→ **SOURCE PASSAGE**
------------------------------------

The idea is as follows. Let t be the angle 2*pi/p^k. Start with a horizontal line, of length 1 say. Draw at the end a line of length 1 at an angle (a-1)t with the horizontal. At the end of this line draw a line of length 1 at an angle (a^2-1)t. At the end of this line draw a line of length 1 at an angle (a^3-1)t with the horizontal, and so on. Usually the resulting polygon will close, but not always. The theory and some examples are in the paper cited above. For example, try p=5, a=182 and k=1, 2, 3, 4, 5 in succession. In the special case a=2 the rule for drawing lines can be re-expressed by saying that the angle with the horizontal doubles at each step.
When it is first run, the applet draws the polygon associated with the triple p=3, k=4, a=4. You can change the numbers by clicking on the boxes at the bottom, typing in a new set of numbers, and clicking on Go to re-run the applet. If p^k is fairly large it may take a while to run, so be patient.
When the polygon closes, it does so after a certain number of sides. (This is the "order of a mod p^k".) The number of sides appears in the top right of the window. The side drawn in RED is the next side, after this number of sides, determined by the above rule. So for a closed polygon the red side overlays the first side of the polygon, while for a non-closed one it just ends in mid-air.
If you accidentally (or deliberately!) type in a and p with a common factor then the applet will not run but will warn you of your mistake. It is also limited to drawing polygons with fewer than 5000 sides, so some choices of p, k, a will not work.
Sometimes the completed polygon appears to have symmetry about a line, or glide symmetry (p=997, k=1, a=2 for example). This symmetry is only approximate . The rotational symmetry, however, revealed for example in the default example p=3, k=4, a=4, is exact. The secrets are revealed in the paper cited above.

------------------------------------

→ **EXERCISE REQUIREMENTS**
According to the polygon applet text, what side-count limit applies to the polygons the applet can draw?

(Phrase grounding rows)

------------------------------------

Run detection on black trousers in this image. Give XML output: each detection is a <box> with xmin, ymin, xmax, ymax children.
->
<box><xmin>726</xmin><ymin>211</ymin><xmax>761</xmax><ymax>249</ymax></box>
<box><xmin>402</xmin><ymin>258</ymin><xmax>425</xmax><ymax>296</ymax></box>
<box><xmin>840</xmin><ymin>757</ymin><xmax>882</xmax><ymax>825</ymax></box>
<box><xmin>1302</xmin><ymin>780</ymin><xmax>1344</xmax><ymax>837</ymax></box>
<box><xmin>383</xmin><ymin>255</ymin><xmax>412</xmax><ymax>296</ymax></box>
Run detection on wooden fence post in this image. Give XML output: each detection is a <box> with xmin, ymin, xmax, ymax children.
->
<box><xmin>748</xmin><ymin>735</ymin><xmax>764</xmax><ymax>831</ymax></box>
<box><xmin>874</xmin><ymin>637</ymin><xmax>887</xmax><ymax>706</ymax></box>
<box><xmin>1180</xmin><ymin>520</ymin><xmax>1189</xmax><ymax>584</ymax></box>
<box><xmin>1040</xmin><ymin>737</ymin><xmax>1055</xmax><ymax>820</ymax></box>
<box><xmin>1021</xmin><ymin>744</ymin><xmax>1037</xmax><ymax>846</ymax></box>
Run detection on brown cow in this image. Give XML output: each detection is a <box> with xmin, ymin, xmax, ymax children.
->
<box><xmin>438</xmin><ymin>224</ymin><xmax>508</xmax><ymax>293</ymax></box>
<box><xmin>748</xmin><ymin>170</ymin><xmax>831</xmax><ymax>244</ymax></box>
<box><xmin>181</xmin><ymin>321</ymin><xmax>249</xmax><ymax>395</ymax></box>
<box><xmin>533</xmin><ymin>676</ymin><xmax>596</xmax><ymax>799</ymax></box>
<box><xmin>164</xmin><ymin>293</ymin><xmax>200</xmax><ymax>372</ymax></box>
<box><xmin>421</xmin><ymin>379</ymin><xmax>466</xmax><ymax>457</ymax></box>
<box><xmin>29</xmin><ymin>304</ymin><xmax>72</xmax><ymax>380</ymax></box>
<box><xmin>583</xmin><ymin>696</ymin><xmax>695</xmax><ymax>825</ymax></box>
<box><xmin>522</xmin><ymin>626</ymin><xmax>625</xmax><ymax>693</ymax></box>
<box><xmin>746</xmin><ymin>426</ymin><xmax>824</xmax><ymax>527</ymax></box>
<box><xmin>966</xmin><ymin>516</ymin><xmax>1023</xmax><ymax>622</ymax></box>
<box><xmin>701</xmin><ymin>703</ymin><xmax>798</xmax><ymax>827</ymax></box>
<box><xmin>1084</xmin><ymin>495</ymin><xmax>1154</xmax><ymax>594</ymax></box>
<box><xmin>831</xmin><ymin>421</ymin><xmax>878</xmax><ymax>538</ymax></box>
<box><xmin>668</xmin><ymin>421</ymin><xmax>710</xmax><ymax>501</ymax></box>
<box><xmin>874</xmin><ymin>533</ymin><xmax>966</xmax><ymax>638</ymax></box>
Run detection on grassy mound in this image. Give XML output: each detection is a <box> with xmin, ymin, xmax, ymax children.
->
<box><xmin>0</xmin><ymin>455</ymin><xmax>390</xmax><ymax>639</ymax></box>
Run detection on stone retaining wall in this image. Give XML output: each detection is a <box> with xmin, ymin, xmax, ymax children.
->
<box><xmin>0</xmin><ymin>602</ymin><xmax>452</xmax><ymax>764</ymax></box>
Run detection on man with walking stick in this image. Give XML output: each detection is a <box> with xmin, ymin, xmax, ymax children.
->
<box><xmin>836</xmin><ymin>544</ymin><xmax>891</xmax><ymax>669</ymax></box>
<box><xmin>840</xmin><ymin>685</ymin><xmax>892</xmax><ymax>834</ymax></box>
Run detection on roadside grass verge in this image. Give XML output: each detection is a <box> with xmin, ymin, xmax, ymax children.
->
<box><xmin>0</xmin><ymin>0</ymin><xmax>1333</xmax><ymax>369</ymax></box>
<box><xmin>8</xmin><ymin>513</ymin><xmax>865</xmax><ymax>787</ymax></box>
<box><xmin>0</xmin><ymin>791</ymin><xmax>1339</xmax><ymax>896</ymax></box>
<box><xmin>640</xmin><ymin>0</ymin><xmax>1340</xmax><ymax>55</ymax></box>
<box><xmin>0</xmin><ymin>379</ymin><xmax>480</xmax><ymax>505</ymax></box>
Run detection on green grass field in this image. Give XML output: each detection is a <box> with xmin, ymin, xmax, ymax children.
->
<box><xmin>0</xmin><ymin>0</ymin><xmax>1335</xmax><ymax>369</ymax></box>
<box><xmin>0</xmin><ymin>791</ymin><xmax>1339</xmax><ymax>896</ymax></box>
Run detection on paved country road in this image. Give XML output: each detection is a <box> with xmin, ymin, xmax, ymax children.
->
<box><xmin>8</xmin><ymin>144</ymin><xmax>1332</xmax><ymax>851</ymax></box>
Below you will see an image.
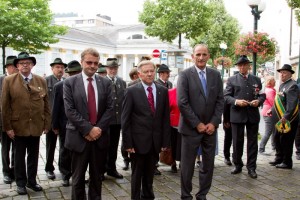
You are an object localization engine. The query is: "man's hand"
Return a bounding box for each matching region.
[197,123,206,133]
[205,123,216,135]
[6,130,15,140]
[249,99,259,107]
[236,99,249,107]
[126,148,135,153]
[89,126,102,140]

------------------------------------

→ **ANSWER SECTION**
Fewer than 5000 sides.